● **Исходный фрагмент**:

....

Все государственные учреждения - тупые. Никогда не считайте, что есть где-то страна, где такие умные ребята сидят в министерстве иностранных дел или еще в разведке - такой страны нет нигде: ни в каком государстве никакой департамент умным быть не может.

Есть несколько альтернатив, я укажу только на одну. Ее решил заприходовать первым, конечно, Госдепартамент, там есть, вы знаете, специальные люди, которые ловят все такое. Альтернатива такая: что может явиться понятием, замещающим политическую власть? Политическое влияние. Оказывается, можно что-то делать, не только властвуя, но и влияя разными способами. Я прежде всего имею в виду способы - еще один омерзительный, вульгарный термин - несиловые, потому что все силовые способы - это наследие прошлого, которое не было отрефлексировано. Есть еще способы экономические, они не самые сильные сейчас. Есть способы информационные, которые пока (не беспокойтесь, это тоже не навсегда) дают колоссальный эффект влияния. И, наконец, есть способы эстетические, не удивляйтесь. И вот сейчас, оказывается, надо подумать о власти влияния или гаммы влияний. Но заметьте, что при столкновении влияний репрезентируется мышление, по типу совершенно иное, чем то, с которым мы имели дело до этого, когда речь шла о власти.

....

● **Строки набора данных**:

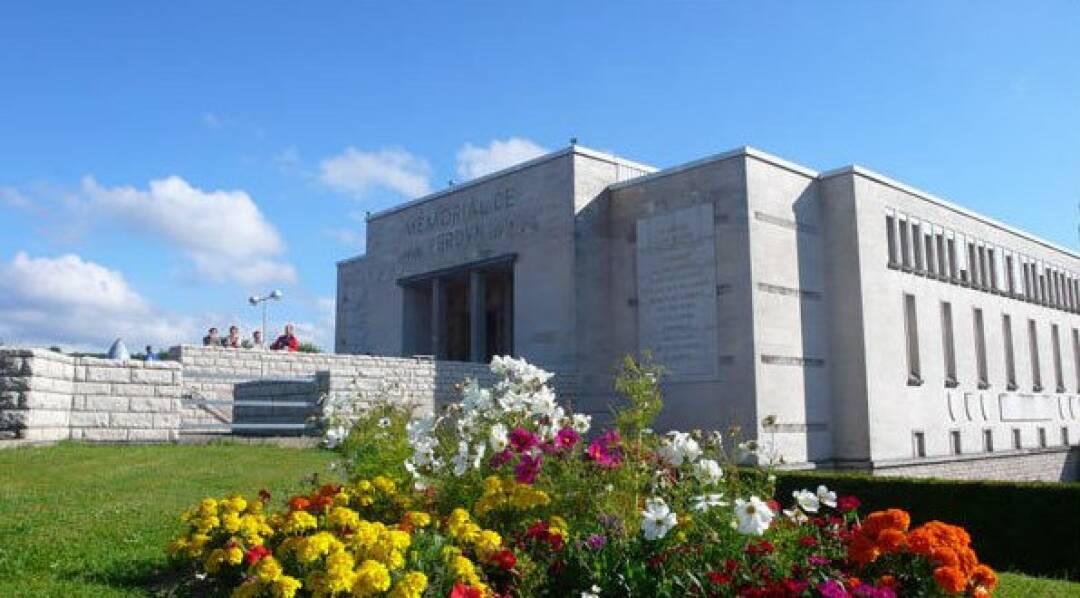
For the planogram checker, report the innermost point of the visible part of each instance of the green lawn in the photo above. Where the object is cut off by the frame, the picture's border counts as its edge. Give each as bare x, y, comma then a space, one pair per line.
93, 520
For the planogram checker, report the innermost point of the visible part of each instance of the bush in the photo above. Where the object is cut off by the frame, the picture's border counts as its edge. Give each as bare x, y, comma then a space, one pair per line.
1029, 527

....

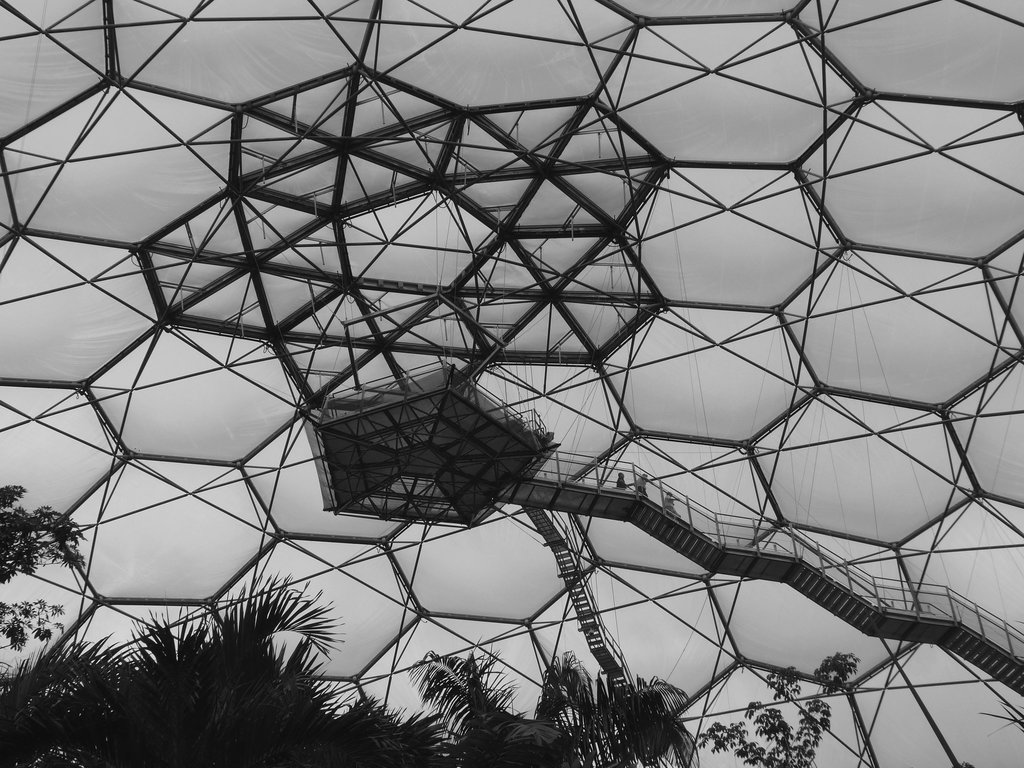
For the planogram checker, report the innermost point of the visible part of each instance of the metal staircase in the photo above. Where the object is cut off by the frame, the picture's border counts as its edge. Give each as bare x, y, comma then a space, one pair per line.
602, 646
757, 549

....

● **Задание 1**:
Ответьте по фрагменту о политическом влиянии:
(a) Может ли, согласно фрагменту, какой-либо департамент в каком-либо государстве быть умным?
(b) Какое ведомство первым решило заприходовать указанную альтернативу?
(c) Какие способы влияния названы последними в перечне?
● **Задание 2**:
Продолжите фрагмент о политическом влиянии, начав сразу после его последнего предложения.
Строки для этого не используются.

● **Ответ 1**:
(a) Нет, ни в каком государстве никакой департамент умным быть не может.
(b) Госдепартамент.
(c) Эстетические способы.

● **Ответ 2**:
Один из самых, я бы сказал, тяжелых элементов наследства прежних политических ситуаций в России, которые Россия не может изжить, - это идея, связанная с абсолютным государством: идея абсолютной централизации, «чтобы все было в Москве». Когда-то на такой же идее, только насчет Парижа, погорела французская политика. В Госдепартаменте, где тоже не Эйнштейны сидят, стали понимать: надо слушать, что говорят в штатах, о которых ни в Нью-Йорке, ни в Вашингтоне, в общем-то, и не слыхивали - Айова, Миннесота, Юта. Оказывается, там ходят какие-то мальчишки и треплются. А вы знаете, этих мальчишек в Америке накапливается с 80-х годов все больше и больше.

Итак, на ходу небрежно проблематизировав политическую власть, перехожу к государству. Государство - это совершенно особое состояние политической рефлексии, которое, оказывается, дает и давало гораздо более сильный мыслительный эффект, чем власть. Почему, собственно, вдруг появились десятки, сотни поколений людей с мышлением типа: «Ну да, власть приходит и уходит, но приходит и уходит она в государстве». Вы думаете, государство сделал юный распутник Гильгамеш, огородив сферу политической власти? Нет. Оно сделано прежде всего в нашем мышлении, как какое-то «естественное» пространство политической власти.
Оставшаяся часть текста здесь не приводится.